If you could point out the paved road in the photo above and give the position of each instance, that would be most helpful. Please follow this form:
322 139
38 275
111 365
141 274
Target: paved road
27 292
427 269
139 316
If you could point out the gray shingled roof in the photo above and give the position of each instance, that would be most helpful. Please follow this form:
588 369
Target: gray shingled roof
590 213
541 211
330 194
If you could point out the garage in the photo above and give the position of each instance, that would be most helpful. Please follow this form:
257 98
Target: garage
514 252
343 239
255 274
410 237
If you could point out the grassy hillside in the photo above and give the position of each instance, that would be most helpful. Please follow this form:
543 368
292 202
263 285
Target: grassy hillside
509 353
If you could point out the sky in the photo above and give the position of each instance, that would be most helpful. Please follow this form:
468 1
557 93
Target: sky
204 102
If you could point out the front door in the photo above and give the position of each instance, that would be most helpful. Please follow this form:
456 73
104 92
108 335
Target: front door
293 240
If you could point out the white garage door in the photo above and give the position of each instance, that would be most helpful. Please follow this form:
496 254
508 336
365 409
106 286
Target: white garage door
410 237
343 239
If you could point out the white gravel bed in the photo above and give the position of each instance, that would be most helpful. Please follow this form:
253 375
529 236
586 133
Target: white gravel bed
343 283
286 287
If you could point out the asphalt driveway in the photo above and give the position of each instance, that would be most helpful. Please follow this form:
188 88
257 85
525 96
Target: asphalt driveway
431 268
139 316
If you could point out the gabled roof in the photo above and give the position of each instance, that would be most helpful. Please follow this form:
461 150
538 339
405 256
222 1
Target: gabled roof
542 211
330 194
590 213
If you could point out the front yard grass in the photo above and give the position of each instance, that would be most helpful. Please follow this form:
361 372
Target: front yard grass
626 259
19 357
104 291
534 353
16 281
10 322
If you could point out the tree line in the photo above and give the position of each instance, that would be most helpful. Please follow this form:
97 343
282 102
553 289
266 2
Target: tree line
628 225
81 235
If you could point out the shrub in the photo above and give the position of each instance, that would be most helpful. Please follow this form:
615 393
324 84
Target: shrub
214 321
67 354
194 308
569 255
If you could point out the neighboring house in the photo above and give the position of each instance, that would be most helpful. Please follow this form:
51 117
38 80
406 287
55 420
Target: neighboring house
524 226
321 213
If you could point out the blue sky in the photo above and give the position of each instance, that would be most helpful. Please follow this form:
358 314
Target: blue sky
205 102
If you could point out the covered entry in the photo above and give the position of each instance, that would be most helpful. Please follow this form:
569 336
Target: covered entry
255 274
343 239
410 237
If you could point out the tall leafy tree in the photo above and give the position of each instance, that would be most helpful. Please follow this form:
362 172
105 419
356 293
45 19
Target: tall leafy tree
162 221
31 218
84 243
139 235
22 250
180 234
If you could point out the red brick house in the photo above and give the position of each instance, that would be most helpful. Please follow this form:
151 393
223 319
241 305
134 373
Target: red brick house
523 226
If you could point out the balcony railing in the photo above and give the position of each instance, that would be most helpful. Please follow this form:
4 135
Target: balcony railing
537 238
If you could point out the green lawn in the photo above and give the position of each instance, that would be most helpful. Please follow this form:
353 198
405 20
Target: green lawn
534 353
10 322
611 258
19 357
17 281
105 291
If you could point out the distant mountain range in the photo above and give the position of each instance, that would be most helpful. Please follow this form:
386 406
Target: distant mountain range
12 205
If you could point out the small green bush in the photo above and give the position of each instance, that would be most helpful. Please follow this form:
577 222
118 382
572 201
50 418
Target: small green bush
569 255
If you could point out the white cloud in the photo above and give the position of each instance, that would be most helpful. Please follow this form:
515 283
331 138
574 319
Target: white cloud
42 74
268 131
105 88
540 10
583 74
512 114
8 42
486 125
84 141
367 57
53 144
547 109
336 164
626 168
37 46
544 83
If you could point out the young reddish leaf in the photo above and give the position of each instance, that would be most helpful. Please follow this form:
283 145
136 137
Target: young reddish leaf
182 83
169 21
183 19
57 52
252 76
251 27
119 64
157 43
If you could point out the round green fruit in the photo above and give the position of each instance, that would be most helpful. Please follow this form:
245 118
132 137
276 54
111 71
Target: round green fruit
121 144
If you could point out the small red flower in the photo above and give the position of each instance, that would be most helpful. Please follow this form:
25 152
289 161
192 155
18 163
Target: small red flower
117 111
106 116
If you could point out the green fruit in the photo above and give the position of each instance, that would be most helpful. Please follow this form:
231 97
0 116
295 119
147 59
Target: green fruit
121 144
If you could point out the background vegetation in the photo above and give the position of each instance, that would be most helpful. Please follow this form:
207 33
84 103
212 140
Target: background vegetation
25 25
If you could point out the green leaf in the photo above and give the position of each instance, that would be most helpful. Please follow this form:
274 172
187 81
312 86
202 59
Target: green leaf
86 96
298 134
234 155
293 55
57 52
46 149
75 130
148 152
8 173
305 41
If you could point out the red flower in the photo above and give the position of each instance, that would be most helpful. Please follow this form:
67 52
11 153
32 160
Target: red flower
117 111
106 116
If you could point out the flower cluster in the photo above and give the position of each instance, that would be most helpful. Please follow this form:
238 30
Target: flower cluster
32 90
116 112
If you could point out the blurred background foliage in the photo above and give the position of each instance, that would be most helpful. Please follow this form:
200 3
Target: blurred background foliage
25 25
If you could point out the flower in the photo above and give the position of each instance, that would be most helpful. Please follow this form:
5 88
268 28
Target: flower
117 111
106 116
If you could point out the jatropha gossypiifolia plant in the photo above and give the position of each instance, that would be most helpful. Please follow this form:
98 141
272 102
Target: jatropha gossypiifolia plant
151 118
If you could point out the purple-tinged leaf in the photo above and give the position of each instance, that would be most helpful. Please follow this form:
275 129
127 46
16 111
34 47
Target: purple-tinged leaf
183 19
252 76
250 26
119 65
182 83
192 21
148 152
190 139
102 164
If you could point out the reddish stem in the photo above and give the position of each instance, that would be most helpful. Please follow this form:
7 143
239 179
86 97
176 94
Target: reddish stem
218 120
========================================================================
### What you are asked to do
Return only what runs from the line containing "Target: blurred background foliage" to the last line of the records above, both ends included, exactly as written.

### Task output
Target: blurred background foliage
25 25
If you could point out the flower in the photo above and give the position of each instance, that would be most helpful. Please follow this form:
5 88
268 28
Target: flower
117 111
106 116
If you could point out the jatropha gossypiifolia plant in the photo above and give the position of each instance, that would be most helpful. Please follow this form:
98 141
272 102
Target: jatropha gossypiifolia plant
151 118
If you could point out the purple-tinged leaf in the photo above and give the position of each instance, that would be most helpful. Please follow this form:
275 129
127 46
16 111
34 47
Target: purple-tinged leaf
183 19
252 76
250 26
119 65
182 83
192 21
148 152
190 139
102 164
If you could point out the reddish stem in the photo above and give the position of each instance, that would be most helpful. Please follow this form:
7 143
239 179
86 97
176 94
Target: reddish stem
218 120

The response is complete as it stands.